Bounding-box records

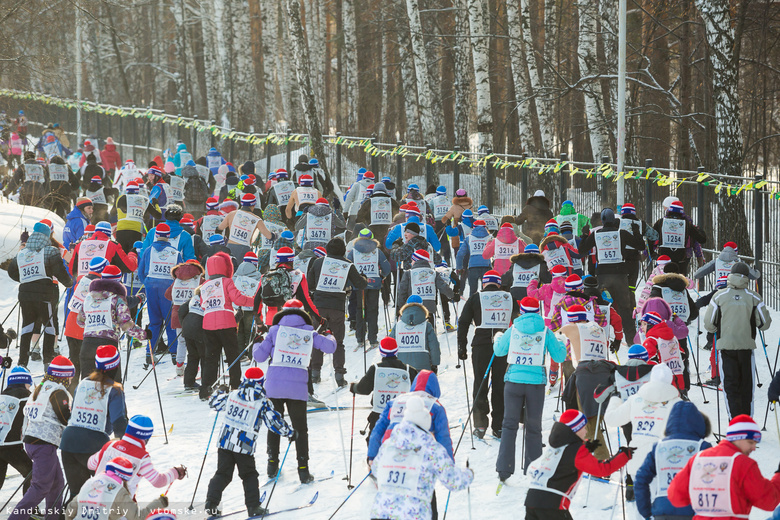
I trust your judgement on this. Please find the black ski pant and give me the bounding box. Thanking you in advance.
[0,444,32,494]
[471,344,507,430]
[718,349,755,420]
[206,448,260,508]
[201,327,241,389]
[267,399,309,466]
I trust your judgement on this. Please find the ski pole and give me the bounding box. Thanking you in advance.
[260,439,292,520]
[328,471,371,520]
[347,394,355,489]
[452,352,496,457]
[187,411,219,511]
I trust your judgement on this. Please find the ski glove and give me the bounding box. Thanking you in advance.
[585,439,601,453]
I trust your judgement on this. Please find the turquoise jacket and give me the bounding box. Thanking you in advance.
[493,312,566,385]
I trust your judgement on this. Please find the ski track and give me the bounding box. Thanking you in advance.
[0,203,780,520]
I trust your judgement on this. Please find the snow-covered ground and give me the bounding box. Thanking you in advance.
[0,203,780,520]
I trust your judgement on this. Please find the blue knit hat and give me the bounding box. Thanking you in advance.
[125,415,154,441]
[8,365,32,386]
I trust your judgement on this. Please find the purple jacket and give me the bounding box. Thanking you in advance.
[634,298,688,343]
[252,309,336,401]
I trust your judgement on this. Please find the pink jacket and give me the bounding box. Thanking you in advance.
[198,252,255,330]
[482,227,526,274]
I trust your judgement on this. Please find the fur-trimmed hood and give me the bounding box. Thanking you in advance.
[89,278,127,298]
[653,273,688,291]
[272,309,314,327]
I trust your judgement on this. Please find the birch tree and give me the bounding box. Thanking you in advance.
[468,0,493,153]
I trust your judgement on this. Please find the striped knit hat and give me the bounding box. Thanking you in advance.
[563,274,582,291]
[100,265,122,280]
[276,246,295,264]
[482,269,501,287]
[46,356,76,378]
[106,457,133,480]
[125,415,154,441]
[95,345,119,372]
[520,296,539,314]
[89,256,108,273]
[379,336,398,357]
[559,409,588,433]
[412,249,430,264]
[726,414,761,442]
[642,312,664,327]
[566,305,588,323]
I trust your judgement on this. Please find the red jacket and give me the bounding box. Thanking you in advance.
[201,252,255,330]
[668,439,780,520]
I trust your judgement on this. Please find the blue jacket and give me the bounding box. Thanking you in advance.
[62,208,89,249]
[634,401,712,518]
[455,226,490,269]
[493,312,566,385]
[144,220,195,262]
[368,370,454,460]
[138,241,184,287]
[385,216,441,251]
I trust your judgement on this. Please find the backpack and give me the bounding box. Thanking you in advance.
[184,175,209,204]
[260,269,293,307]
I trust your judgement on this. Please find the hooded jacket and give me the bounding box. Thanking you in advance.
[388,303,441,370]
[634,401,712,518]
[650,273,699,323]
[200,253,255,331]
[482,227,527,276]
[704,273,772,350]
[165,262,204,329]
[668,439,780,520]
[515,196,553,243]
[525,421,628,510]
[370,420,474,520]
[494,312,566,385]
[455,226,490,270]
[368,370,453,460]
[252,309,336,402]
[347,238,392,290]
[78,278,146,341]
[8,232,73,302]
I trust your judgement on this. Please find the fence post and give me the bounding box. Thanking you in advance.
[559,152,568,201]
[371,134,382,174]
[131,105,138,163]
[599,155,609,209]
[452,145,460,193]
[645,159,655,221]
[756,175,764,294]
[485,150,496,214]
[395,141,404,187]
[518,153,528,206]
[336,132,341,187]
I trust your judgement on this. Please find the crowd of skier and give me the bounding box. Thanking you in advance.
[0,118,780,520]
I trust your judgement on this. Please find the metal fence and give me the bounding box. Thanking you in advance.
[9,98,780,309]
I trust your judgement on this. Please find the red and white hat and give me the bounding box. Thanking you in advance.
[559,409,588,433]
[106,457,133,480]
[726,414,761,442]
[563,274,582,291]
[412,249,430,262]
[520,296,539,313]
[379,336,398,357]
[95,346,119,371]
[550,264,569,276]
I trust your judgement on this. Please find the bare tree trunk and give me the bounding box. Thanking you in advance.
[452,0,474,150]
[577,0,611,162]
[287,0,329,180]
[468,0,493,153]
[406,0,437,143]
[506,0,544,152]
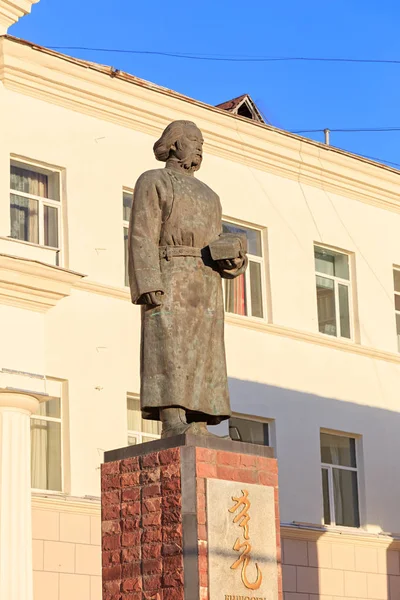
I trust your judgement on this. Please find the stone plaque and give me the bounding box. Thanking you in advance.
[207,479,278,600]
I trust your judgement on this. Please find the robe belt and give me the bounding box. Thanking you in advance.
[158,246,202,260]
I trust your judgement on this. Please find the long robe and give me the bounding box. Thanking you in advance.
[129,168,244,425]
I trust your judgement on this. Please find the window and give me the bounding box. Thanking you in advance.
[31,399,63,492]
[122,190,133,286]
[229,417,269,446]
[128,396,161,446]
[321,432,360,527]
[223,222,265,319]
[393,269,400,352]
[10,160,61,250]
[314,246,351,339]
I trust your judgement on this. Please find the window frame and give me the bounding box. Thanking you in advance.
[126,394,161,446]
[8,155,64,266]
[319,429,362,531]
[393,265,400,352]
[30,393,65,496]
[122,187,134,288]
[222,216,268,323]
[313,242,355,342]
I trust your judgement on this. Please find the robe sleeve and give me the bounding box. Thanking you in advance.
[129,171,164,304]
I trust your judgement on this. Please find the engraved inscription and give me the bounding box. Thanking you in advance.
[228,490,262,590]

---

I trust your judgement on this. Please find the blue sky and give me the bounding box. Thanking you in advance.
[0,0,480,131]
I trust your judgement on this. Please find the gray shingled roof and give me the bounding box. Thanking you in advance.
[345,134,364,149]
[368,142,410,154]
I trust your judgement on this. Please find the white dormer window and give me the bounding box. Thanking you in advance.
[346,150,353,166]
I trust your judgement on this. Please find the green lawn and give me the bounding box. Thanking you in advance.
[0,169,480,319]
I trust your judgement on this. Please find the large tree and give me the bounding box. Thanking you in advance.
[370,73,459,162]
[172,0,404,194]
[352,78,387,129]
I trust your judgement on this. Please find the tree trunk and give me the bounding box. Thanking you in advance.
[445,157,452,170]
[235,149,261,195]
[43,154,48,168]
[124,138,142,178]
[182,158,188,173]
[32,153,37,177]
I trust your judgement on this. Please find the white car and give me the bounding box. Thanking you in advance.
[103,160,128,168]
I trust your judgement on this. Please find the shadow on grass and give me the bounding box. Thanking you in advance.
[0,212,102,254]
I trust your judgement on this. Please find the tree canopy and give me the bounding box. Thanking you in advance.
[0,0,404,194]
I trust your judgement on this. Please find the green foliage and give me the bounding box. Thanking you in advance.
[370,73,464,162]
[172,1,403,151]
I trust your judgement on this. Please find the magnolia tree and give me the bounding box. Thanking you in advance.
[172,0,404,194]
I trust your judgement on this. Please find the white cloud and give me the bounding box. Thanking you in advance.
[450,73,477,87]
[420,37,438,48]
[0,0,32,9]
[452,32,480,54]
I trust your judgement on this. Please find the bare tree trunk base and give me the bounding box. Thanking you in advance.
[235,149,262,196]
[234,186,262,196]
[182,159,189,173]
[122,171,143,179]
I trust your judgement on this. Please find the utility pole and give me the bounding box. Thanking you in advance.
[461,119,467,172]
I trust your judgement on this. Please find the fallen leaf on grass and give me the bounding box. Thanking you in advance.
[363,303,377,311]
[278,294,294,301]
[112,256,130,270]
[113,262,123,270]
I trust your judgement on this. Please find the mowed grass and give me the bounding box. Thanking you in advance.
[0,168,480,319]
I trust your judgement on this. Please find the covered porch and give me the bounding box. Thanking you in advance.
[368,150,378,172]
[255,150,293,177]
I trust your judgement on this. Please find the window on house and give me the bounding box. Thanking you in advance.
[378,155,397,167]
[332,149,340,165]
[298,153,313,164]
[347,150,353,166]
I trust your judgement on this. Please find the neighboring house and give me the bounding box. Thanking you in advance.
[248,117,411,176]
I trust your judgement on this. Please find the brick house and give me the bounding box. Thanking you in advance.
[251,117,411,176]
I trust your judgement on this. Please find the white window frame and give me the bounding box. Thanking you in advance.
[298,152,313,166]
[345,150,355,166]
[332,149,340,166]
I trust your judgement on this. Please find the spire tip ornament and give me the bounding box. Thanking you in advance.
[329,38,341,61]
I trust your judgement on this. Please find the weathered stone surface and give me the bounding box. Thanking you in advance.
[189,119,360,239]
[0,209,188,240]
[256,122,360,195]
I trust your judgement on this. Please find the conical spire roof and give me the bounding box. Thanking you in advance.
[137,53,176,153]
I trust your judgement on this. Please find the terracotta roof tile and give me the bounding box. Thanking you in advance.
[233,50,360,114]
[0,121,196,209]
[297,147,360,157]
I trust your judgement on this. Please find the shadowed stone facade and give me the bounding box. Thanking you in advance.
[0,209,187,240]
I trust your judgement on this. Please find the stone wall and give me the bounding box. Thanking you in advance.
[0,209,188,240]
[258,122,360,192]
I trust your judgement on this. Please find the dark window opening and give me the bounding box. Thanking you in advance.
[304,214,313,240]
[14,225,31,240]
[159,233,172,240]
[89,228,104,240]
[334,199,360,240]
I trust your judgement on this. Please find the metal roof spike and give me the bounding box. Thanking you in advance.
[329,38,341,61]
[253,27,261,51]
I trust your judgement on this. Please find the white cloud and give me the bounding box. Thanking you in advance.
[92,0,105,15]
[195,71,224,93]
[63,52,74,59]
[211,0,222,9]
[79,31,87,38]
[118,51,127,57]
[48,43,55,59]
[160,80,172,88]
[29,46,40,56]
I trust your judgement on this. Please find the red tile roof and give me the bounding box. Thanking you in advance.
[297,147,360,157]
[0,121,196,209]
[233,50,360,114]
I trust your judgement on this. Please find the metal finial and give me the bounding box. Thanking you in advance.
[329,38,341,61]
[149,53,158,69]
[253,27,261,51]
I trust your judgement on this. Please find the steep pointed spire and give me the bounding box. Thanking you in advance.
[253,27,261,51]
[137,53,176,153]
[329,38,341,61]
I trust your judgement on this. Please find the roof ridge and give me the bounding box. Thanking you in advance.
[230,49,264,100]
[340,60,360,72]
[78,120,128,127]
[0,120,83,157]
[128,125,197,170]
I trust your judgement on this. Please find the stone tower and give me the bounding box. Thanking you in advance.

...

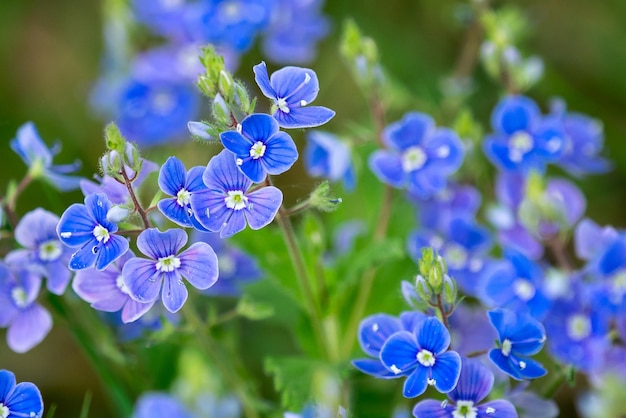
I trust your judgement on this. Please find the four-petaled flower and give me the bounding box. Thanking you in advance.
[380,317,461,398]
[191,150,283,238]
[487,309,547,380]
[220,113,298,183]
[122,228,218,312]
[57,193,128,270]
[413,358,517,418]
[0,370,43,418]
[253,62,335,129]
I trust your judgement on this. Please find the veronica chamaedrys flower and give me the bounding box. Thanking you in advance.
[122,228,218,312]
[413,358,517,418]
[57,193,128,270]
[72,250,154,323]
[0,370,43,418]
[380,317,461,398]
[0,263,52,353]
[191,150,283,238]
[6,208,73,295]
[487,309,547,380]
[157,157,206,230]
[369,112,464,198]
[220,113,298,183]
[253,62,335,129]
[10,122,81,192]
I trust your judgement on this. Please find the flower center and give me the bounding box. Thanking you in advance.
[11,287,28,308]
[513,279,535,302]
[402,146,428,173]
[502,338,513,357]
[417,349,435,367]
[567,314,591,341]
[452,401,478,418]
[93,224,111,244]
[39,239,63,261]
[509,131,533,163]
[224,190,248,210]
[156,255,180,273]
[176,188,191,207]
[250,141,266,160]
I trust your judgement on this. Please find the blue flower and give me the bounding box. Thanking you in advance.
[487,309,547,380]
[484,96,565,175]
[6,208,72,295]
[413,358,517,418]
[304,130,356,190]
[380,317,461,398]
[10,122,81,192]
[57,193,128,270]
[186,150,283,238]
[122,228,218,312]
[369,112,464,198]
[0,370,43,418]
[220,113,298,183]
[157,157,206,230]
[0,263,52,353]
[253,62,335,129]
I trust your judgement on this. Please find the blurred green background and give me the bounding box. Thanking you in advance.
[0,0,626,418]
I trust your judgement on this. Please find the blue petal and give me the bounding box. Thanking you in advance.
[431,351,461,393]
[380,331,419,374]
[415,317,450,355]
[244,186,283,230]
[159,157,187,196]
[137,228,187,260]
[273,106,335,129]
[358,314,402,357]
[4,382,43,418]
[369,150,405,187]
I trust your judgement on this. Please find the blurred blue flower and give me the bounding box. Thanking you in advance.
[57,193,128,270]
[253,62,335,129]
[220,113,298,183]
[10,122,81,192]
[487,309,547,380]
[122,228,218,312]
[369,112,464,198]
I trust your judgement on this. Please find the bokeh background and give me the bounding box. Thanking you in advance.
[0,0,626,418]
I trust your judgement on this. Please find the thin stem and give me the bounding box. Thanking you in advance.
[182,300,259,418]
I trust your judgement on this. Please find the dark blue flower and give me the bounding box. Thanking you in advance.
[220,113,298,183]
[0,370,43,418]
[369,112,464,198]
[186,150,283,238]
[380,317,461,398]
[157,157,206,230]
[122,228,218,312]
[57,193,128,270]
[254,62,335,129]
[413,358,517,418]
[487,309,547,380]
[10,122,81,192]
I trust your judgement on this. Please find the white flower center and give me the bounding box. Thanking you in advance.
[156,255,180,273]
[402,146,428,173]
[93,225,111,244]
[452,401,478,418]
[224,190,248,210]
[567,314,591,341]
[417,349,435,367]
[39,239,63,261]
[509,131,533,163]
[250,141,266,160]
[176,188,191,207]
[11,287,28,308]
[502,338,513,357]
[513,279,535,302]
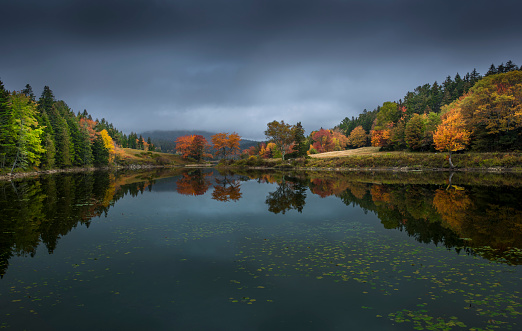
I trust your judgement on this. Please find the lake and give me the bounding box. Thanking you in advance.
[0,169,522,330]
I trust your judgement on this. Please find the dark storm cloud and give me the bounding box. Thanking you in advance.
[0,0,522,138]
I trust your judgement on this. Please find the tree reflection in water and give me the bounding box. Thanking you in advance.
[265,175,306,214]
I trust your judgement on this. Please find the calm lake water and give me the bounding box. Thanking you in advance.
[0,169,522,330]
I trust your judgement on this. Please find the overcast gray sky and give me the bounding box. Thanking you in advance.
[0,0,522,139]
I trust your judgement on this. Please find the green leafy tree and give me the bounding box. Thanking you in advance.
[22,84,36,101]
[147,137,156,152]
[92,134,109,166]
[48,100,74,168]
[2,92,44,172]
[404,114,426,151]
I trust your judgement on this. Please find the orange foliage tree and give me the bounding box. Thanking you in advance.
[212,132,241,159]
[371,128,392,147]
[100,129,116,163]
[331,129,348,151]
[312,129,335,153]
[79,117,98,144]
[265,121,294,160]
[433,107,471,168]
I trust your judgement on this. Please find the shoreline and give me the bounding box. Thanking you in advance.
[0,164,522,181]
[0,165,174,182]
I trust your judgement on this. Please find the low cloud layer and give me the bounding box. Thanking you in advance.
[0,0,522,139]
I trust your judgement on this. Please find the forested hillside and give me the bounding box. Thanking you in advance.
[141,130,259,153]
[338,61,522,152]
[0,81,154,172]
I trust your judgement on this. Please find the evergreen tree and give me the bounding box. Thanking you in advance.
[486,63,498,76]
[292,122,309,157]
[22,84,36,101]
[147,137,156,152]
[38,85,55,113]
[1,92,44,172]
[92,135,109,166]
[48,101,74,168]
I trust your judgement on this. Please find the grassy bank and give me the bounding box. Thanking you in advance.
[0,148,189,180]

▶ Required work: Render the lines of the records from the one containing "I trust your judgement on this. Please find the evergreen" through the one containing "[0,148,189,180]" as a numbered list, omitting blank lines.

▶ Written solution:
1. I trust your judgement on this. Please find the evergreen tree and give me the bounding box. Thanking you in advance.
2. [486,63,498,76]
3. [292,122,309,157]
4. [22,84,36,101]
5. [147,137,156,152]
6. [38,85,55,113]
7. [1,92,44,172]
8. [92,135,109,166]
9. [48,101,74,168]
10. I trust your judgement on this. Please find the grassy bank and give me the bounding box. Thanking you in advance.
11. [0,148,189,180]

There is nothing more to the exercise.